*Extracted text*.
——————————

Side effects from this may be contributing to the other problems.  Refine (or 
browsers, depending on your point of view) isn't very good about dealing with 
records which have large numbers of rows because the default paging is by # of 
records, so 10 or 25 records could have hundreds or thousands of rows, 
depending on the organization of the data.

Not sure about the single column display, but it's almost certainly related.  
You could try switching to the row display mode (instead of the default record 
display mode) to see if it shows the other columns.

The error dialog that you're getting is strange.  That happens when you attempt 
to undo?  Any chance you are running out of memory on your computer?  Does the 
same thing happen when you restart Refine and/or your computer?

Your project is almost certainly recoverable.  If you'd like one of us to take 
a look at it, attach it here and we'll see what we can do.

Original comment by tfmorris on 1 May 2012 at 8:43

GoogleCodeExporter commented 8 years ago
Tom,

I understand moving a column to the first position can be used for created rows 
within records, but what I am referring to is that Refine does not handle 
things gracefully should one accidentally place a column in that first slot, 
for example.  It causes corruption that cannot be recovered, because the 'Undo' 
becomes non-functional, and because the Columns start disappearing when you 
attempt to perform the undo process, there is no way to get back to normal, and 
no way to output/export.  Switching between Row/Record has no effect/benefit 
when the above mentioned occurs.  So there is no way for me to output/save the 
project to send it you.

I have a top of the line Apple towerwith 64GB of RAM, fast RAID drives, etc., 
so it is not hardware performance related.

Original comment by ericjarv...@gmail.com on 1 May 2012 at 8:56

GoogleCodeExporter commented 8 years ago
FYI, The "switching" from Records back to Rows...might take quite a while, 
depending on how much data Refine has to churn through... I have seen it take 
over 10 mins in a few of my datasets...but it did eventually return back to 
Rows mode.

Original comment by thadguidry on 1 May 2012 at 10:40

GoogleCodeExporter commented 8 years ago
OK, I thought you were describing three problems.  Sounds like it's just two 
(probably related) problems.

Here are a couple of other things to try:

- Start Refine from a terminal window.  Retry the steps that produce the error 
and report any errors logged on the terminal

- Use the following steps to create a project export:

  - Click "Browse workspace directory" at bottom of main Refine screen
    (it's ~/Library/Application Support/Google/Refine/ on Mac)

  - Hover over desired project or right-click and use "copy link" to get project #

  - In a terminal window, do the following:

      cd <refine workspace directory>
      cd <project #>.project
      tar cvzf /tmp/<project name>.google-refine.tar.gz *

  For example, the steps for one of my projects were:
      cd ~/.local/share/google/refine
      cd cd 1978234000731.project
      tar cvzf /tmp/myproject.google-refine.tar.gz *

- Attach the <name>.google-refine.tar.gz and we can see if it's recoverable.

Original comment by tfmorris on 2 May 2012 at 12:37

——————————

*Written instruction 1*. Where does the Refine issue thread say the Refine workspace directory is on a Mac?
The Refine issue thread has no connection to the entries.

*Collection entries*.
——————————

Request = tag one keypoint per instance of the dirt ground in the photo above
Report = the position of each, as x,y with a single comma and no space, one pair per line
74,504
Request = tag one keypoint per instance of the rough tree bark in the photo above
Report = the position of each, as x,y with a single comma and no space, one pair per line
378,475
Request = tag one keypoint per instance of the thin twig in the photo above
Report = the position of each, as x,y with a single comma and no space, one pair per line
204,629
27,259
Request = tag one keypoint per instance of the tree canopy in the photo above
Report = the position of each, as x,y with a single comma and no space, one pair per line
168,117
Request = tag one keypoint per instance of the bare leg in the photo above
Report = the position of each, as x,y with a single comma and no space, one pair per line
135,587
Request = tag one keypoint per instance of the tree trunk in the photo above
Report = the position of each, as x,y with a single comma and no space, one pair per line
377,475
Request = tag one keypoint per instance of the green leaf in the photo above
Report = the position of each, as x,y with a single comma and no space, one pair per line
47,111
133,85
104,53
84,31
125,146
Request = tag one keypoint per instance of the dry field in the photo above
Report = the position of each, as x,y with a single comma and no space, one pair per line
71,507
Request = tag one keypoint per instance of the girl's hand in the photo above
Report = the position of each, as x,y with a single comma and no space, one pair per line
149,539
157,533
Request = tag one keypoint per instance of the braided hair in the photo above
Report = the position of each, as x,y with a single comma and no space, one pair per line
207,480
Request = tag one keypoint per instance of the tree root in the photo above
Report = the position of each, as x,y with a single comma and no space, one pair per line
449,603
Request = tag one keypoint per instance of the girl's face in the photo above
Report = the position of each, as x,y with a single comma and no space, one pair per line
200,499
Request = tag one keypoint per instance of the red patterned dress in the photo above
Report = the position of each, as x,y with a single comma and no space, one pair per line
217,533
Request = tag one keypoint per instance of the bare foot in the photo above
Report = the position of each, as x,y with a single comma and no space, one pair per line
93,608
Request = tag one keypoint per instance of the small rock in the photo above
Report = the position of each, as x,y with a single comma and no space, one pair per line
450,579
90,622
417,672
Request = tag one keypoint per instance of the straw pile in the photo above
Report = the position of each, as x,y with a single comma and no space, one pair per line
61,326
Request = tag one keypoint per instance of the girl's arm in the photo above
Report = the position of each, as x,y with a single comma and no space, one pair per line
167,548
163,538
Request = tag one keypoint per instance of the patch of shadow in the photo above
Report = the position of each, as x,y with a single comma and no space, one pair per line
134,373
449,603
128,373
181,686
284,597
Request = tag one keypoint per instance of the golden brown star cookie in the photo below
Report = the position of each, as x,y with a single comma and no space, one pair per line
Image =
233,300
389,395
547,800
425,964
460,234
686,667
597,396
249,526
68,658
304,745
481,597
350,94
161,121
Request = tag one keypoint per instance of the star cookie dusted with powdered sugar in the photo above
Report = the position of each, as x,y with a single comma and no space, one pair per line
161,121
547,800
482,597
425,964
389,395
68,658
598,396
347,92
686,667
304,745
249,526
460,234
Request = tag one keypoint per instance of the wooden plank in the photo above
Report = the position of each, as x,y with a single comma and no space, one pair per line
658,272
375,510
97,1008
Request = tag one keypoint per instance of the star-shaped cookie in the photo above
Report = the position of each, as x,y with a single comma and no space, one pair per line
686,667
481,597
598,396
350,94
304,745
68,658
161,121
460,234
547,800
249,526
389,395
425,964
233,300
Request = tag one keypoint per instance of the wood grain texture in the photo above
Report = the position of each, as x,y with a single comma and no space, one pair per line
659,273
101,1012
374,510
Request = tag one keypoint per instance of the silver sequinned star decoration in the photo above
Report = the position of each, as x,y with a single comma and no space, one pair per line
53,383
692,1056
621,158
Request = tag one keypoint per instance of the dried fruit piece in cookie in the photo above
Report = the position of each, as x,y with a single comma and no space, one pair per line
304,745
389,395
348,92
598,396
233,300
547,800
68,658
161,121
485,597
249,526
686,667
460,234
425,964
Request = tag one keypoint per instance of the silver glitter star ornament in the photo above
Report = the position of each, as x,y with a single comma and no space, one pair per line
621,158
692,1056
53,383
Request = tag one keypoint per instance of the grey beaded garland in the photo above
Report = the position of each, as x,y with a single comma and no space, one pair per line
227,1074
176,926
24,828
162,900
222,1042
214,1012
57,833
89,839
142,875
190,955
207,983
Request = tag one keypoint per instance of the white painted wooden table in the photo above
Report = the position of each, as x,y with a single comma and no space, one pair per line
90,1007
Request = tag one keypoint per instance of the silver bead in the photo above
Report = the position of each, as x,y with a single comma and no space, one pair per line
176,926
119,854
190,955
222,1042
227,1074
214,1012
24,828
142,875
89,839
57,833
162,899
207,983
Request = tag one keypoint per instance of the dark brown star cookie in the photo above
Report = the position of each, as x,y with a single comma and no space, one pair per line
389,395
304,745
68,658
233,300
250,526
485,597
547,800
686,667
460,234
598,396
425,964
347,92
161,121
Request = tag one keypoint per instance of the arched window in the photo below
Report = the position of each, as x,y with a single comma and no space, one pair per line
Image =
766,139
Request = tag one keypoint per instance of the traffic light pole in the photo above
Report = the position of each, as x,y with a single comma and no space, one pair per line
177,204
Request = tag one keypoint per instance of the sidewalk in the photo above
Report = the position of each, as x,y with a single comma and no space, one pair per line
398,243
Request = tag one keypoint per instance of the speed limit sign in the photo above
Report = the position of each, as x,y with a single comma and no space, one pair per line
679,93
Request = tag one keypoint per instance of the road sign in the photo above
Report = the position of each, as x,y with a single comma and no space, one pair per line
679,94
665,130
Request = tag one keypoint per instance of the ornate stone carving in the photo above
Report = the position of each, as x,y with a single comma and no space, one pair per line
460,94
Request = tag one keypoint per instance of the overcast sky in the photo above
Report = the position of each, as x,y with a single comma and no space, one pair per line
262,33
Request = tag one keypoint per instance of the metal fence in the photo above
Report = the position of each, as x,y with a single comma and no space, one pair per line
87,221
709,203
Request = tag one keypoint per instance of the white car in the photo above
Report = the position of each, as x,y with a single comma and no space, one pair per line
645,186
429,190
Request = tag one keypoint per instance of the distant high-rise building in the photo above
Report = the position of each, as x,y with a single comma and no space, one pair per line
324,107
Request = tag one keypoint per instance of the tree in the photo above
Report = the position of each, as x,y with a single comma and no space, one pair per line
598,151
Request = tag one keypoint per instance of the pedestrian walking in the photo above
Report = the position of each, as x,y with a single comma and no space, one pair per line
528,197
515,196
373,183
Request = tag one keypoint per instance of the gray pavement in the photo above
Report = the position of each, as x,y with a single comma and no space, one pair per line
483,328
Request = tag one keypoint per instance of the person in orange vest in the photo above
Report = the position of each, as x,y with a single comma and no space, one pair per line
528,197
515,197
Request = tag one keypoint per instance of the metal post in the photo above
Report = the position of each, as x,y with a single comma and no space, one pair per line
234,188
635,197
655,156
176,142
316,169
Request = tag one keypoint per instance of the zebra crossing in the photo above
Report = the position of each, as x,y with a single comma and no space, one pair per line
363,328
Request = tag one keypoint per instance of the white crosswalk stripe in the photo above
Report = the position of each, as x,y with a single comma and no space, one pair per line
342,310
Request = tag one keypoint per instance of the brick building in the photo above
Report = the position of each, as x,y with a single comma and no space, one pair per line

——————————

*Written instruction 2*. Locate every line in the entries that contains the string "bare", matching case exactly, and copy each of those lines.

*Full answer 1*. ~/Library/Application Support/Google/Refine/

*Full answer 2*.
Request = tag one keypoint per instance of the bare leg in the photo above
Request = tag one keypoint per instance of the bare foot in the photo above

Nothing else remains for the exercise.